Aufgabenstellung —
**A)** Was entschied der Oberste Gerichtshof laut der OGH-Entscheidung über die Nichtigkeitsbeschwerde?
**B)** Schreiben Sie aus der OGH-Entscheidung den Abschnitt ab, der mit „[1] Mit dem“ beginnt und sich bis einschließlich „(AA./B./I./) schuldig erkannt.“ erstreckt.

Ausgewählter Text —

┄┄┄┄┄┄┄┄┄┄

JudikaturOGH

15Os105/25t – OGH Entscheidung

Entscheidung
Strafrecht
15. Oktober 2025

Kopf

Der Oberste Gerichtshof hat am 15. Oktober 2025 durch den Senatspräsidenten des Obersten Gerichtshofs Mag. Lendl als Vorsitzenden, die Hofrätinnen des Obersten Gerichtshofs Dr. MichelKwapinski und Dr. Sadoghi sowie die Hofräte des Obersten Gerichtshofs Mag. Riffel und Dr. Farkas in Gegenwart der Schriftführerin Mag. Rathmayr in der Strafsache gegen * C* und einen weiteren Angeklagten wegen des Verbrechens des Suchtgifthandels nach § 28a Abs 1 zweiter und dritter Fall, Abs 2 Z 2, Abs 4 Z 3 SMG und einer anderen strafbaren Handlung über die Nichtigkeitsbeschwerde und die Berufung des genannten Angeklagten gegen das Urteil des Landesgerichts für Strafsachen Wien als Schöffengericht vom 5. Mai 2025, GZ 41 Hv 60/24b 576, nach Anhörung der Generalprokuratur in nichtöffentlicher Sitzung zu Recht erkannt:

Spruch

Die Nichtigkeitsbeschwerde wird zurückgewiesen.

Aus Anlass der Nichtigkeitsbeschwerde wird das angefochtene Urteil, das im Übrigen unberührt bleibt, im Verfallsausspruch betreffend * E* aufgehoben und es wird die Sache im Umfang der Aufhebung zu neuer Verhandlung und Entscheidung an das Landesgericht für Strafsachen Wien verwiesen.

Zur Entscheidung über die Berufung werden die Akten dem Oberlandesgericht Wien zugeleitet.

Dem Angeklagten * C* fallen auch die Kosten des bisherigen Rechtsmittelverfahrens zur Last.

Text

Gründe:

[1] Mit dem angefochtenen Urteil wurde* C* des Verbrechens des Suchtgifthandels nach § 28a Abs 1 zweiter und dritter Fall, Abs 2 Z 2, Abs 4 Z 3 SMG, teils als Beteiligter nach § 12 zweiter und dritter Fall StGB (AA./A./I./) sowie des Verbrechens des Suchtgifthandels nach § 28a Abs 1 fünfter und sechster Fall, Abs 2 Z 2, Abs 4 Z 3 SMG, teils als Beteiligter nach § 12 dritter Fall StGB (AA./B./I./) schuldig erkannt.

┄┄┄┄┄┄┄┄┄┄

Datenzeilen —

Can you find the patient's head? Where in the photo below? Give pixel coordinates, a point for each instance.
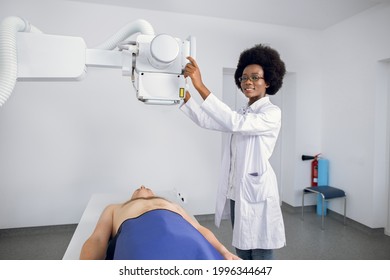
(142, 192)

┄┄┄┄┄┄┄┄┄┄

Ausgearbeitete Lösungen —
**A)** Die Nichtigkeitsbeschwerde wurde zurückgewiesen.

**B)**
[1] Mit dem angefochtenen Urteil wurde* C* des Verbrechens des Suchtgifthandels nach § 28a Abs 1 zweiter und dritter Fall, Abs 2 Z 2, Abs 4 Z 3 SMG, teils als Beteiligter nach § 12 zweiter und dritter Fall StGB (AA./A./I./) sowie des Verbrechens des Suchtgifthandels nach § 28a Abs 1 fünfter und sechster Fall, Abs 2 Z 2, Abs 4 Z 3 SMG, teils als Beteiligter nach § 12 dritter Fall StGB (AA./B./I./) schuldig erkannt.